#### DOCUMENT PASSAGE:
Ramadan, which begins on May 6 in most countries this year, is the holiest month in the Islamic calendar.
It involves abstaining from eating, drinking, smoking and sexual relations from dawn to sunset, in the hopes that it will lead to greater “taqwa”, or consciousness of God.
Muslims were commanded to fast during Ramadan more than 1,400 years ago, the ancient Greeks recommended fasting to heal the body, and today some scientists are advocating a modified fast for its mental and physical benefits.
Known as intermittent fasting, this modified fast comes in a number of forms that require not eating for 12, 16, or 24 hours at a time. Another form, known as the 5:2 fast, advocates calorie restriction (eating only between 500 and 600 calories) over a period of 36 hours, twice a week.
Eat Stop Eat, a book by Brad Pilon published in 2007, recommended abstaining from eating for 24 hours once or twice a week, giving individuals the freedom to decide when to start and end their fast.
In 2012, Michael Mosley released his TV documentary Eat, Fast and Live Longer and published his best-selling book The Fast Diet, both based on the 5:2 concept of intermittent fasting.
“In The Fast Diet I advocate a form of fasting called ‘time-restricted eating’,” Mosley told Al Jazeera.
“This involves only eating within certain hours, similar to the form of fasting practised by Muslims during Ramadan.
“The proven benefits include improved sleep and evidence of reduced risk of some cancers, in particular, breast cancer.”
Benefits of fasting
Experts have also found that restricting food intake during the day can help prevent health problems such as high cholesterol, heart disease and obesity, as well as improve mental health and wellbeing.
Ramadan in Iceland and New Zealand
By not consuming any food, our body is able to concentrate on removing toxins, as we give the digestive system a rest.
Nutritionist Claire Mahy told Al Jazeera: “Fasting allows the gut to cleanse and strengthens its lining. It can also stimulate a process called autophagy, which is where cells self-cleanse and remove damaged and dangerous particles.”
Scientists have also been studying the link between diet, gut health and mental wellbeing and, as Mosley explained, fasting can lead to the release of BDNF (brain-derived neurotrophic factor) in the brain.
“This has been shown to protect brain cells and could reduce depression and anxiety, as well as the risk of developing dementia,” Mosley added.
Many people who have embraced fasting have also found that, done properly, it has helped them lose fat and gain lean muscle mass.
When not to fast
As with any diet or lifestyle change, there are risks to fasting as it is not suited to everyone.
Individuals with compromised health or those who are being followed by a physician for any health conditions should consult a doctor before trying it in order to be monitored for some of the side-effects.
“Fasting can lead to low blood glucose levels (BGL), which causes reduced concentration and increased fatigue,” explained registered nutritionist Nazmin Islam.
Islam added that sustainable weight loss is only possible with regular fasting and that any weight loss during Ramadan could easily be reversed once an individual returns to their daily eating patterns.
“However, the benefits outweigh the cons. In the long run, fasting, if done correctly, can improve one’s digestive system and overall metabolism.”

#### AIM OF THE TASK:
According to the article on Ramadan and intermittent fasting, what is the title of the 2007 book by Brad Pilon?

(Dataset entries)
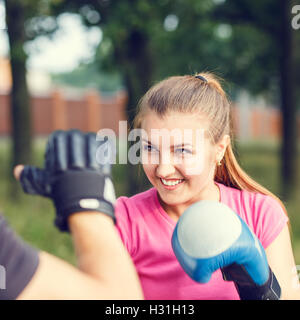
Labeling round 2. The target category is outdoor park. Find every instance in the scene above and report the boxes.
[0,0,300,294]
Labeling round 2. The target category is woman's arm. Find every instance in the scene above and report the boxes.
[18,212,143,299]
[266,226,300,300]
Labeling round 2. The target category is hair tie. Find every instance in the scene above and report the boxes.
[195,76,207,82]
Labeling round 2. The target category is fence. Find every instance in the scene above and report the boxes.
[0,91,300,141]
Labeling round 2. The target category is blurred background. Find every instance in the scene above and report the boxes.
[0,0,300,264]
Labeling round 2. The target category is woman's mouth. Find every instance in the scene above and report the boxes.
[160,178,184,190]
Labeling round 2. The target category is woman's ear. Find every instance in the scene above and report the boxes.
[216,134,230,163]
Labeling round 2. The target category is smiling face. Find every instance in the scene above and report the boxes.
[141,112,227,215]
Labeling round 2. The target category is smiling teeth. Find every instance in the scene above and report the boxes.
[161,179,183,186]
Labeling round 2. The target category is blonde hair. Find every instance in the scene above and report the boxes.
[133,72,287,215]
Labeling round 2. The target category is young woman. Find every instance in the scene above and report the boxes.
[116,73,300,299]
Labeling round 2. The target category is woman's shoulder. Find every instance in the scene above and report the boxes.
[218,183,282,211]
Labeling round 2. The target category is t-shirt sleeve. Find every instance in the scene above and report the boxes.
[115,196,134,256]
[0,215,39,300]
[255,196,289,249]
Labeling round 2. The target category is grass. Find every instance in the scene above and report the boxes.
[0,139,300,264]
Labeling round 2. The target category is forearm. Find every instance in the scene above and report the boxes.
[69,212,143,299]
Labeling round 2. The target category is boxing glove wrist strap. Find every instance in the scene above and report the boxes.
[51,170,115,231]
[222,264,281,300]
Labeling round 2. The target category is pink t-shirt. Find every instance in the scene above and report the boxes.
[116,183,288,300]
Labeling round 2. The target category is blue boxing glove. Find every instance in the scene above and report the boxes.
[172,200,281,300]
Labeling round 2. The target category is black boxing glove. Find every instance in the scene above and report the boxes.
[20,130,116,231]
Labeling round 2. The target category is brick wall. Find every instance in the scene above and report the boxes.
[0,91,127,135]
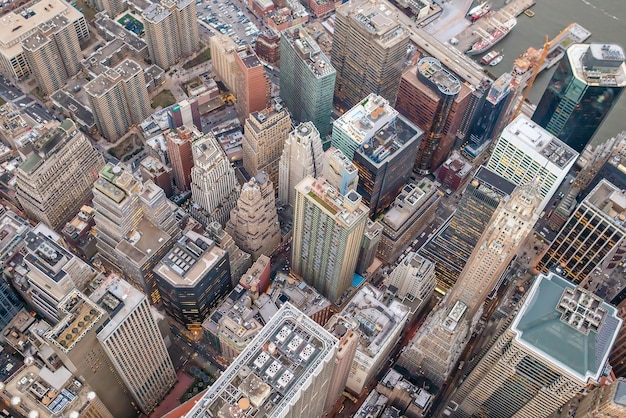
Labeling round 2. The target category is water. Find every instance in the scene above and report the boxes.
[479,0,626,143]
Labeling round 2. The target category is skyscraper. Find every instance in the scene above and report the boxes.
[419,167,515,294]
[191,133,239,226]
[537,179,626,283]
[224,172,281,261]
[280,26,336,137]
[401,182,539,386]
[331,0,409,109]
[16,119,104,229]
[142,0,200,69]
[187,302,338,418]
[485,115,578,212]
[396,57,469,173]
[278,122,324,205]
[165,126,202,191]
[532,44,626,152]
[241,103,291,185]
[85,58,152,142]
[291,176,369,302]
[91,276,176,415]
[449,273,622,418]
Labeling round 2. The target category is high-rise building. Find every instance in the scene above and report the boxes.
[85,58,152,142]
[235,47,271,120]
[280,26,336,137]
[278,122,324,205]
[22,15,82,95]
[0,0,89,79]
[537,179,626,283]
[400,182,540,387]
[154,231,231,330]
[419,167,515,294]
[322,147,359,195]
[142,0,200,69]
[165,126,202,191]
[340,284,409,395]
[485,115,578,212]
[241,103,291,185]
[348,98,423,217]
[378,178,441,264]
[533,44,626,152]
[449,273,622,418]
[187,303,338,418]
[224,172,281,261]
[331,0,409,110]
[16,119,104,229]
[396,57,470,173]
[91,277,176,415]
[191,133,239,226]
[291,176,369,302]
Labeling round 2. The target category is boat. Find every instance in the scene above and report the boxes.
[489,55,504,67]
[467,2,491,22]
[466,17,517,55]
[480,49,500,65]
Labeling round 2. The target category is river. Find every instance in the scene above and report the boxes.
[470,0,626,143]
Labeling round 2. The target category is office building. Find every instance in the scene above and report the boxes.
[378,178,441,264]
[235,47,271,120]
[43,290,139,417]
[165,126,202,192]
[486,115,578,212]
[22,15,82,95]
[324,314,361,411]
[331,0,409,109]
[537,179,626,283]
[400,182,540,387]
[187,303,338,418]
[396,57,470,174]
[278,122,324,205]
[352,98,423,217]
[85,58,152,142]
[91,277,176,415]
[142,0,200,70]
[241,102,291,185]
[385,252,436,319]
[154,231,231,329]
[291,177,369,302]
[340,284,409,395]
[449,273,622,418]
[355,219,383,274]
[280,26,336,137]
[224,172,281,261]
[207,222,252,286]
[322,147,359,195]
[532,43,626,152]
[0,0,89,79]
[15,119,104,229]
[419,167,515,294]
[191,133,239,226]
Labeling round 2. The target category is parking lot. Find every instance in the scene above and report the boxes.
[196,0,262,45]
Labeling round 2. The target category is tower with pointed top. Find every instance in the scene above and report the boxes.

#### REPLY TO THE TASK:
Eat Stop Eat